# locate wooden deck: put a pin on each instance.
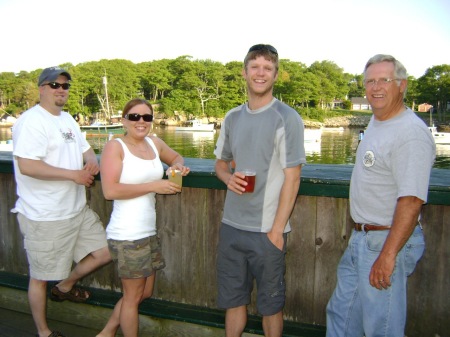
(157, 317)
(18, 324)
(184, 302)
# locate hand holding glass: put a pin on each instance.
(250, 178)
(176, 177)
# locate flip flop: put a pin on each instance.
(54, 334)
(75, 294)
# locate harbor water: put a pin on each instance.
(334, 147)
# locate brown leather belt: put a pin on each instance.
(366, 227)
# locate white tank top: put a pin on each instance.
(135, 219)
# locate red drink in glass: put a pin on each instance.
(250, 177)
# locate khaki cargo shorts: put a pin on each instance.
(137, 259)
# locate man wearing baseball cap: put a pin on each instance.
(53, 164)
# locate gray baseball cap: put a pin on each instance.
(51, 74)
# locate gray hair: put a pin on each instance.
(399, 69)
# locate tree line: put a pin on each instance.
(199, 88)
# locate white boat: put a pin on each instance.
(101, 126)
(439, 137)
(313, 135)
(336, 129)
(6, 146)
(196, 126)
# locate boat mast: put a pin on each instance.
(105, 84)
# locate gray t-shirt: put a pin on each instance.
(393, 160)
(267, 140)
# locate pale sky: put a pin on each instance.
(38, 34)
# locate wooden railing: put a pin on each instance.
(188, 225)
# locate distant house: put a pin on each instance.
(424, 107)
(337, 103)
(360, 103)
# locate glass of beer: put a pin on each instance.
(176, 177)
(250, 177)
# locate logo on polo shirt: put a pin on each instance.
(369, 159)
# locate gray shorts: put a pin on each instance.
(53, 246)
(138, 258)
(244, 256)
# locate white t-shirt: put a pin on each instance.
(56, 140)
(393, 160)
(134, 219)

────

* Problem to work on
Images are to be left out; everything else in the material must be written out exactly.

* Task solution
# locate wooden deck: put a pin on each instance.
(157, 317)
(18, 324)
(184, 302)
# locate hand holding glass: put a pin on each instance.
(250, 178)
(176, 177)
# locate flip flop: put a pin on each instance.
(54, 334)
(75, 294)
# locate harbor water: put a pin on each instance.
(334, 147)
# locate brown leather belt: put a pin on each instance.
(366, 227)
# locate white tank top: put a pin on each instance.
(135, 219)
# locate red drink in glass: put a pin on each instance.
(250, 177)
# locate khaki cargo shorts: put a pin on each instance.
(137, 259)
# locate man wearing baseball cap: put a pin on each instance.
(53, 164)
# locate gray baseball cap: put a pin on each instance.
(51, 74)
# locate gray hair: put a pin on each instance.
(399, 69)
# locate tree line: put a pin on each instance.
(199, 88)
# locate white boat: put a pin on each instance.
(101, 126)
(439, 137)
(313, 135)
(336, 129)
(6, 146)
(196, 126)
# locate boat mast: put a pin on each instance.
(105, 84)
# locate gray t-shirt: put a pin on each instance.
(393, 160)
(267, 140)
# locate pale sky: put a pin on each instance.
(38, 34)
# locate wooden railing: put a pin on each instance.
(188, 225)
# locate distant house: put a pin on each instance.
(424, 107)
(337, 103)
(360, 103)
# locate glass of beer: put a pin on each instance.
(176, 177)
(250, 177)
# locate logo on polo shirt: put a pin on each instance.
(369, 159)
# locate gray shorts: put a pin on each instance.
(53, 246)
(138, 258)
(244, 256)
# locate white t-shirt: put a pin on each instance.
(56, 140)
(393, 160)
(134, 219)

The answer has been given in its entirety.